Material provided:
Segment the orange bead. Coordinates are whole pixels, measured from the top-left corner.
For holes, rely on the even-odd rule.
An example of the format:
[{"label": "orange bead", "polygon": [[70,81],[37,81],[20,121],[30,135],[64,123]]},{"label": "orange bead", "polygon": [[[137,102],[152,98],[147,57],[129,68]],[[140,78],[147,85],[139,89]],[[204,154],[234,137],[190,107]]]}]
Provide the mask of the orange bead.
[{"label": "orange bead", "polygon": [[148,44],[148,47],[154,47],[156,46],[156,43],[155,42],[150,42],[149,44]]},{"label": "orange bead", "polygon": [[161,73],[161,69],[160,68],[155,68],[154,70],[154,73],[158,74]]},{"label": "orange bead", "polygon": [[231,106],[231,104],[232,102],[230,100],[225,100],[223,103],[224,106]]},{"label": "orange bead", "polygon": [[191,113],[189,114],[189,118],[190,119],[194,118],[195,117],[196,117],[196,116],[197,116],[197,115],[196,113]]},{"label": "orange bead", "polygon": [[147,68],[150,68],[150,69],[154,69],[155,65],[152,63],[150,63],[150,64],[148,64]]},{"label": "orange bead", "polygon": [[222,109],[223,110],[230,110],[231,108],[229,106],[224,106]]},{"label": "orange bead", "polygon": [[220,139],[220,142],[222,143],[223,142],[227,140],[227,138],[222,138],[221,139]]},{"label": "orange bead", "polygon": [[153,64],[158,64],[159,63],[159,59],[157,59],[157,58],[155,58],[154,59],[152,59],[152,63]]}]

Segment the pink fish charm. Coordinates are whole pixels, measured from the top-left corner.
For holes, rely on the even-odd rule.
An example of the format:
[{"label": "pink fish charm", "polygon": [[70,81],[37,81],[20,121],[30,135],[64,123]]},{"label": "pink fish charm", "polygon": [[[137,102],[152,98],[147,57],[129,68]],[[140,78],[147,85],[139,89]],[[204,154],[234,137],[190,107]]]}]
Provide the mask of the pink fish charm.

* * *

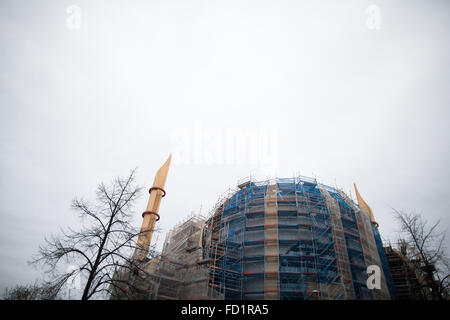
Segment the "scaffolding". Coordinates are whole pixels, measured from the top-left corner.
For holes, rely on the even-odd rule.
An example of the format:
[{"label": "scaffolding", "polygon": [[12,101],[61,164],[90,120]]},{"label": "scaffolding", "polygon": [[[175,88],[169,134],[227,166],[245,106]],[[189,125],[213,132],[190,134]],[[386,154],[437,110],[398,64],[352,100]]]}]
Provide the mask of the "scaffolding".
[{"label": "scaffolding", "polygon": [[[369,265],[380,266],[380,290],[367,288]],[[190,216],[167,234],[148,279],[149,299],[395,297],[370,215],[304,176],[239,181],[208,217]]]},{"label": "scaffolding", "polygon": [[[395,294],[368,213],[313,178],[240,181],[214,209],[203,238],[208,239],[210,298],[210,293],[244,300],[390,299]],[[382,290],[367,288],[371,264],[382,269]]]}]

Stated exercise: Put everything in the records above from the line containing "Segment the pink" down to the line containing "Provide the mask of the pink fish charm.", including both of those lines, into a Markdown table with two columns, Row and Line. Number each row and leave out any blank lines.

Task solution:
| Row | Line |
|---|---|
| 1 | Segment the pink fish charm. Coordinates are whole pixels, measured from the top-left corner. |
| 2 | For holes, rely on the even-odd rule. |
| 3 | An example of the format: |
| 4 | [{"label": "pink fish charm", "polygon": [[70,81],[37,81],[20,121],[30,135],[64,123]]},{"label": "pink fish charm", "polygon": [[[137,102],[152,98],[147,57],[129,68]],[[140,78],[147,85],[139,89]],[[204,154],[234,137],[190,107]]]}] |
| 5 | Provide the mask of the pink fish charm. |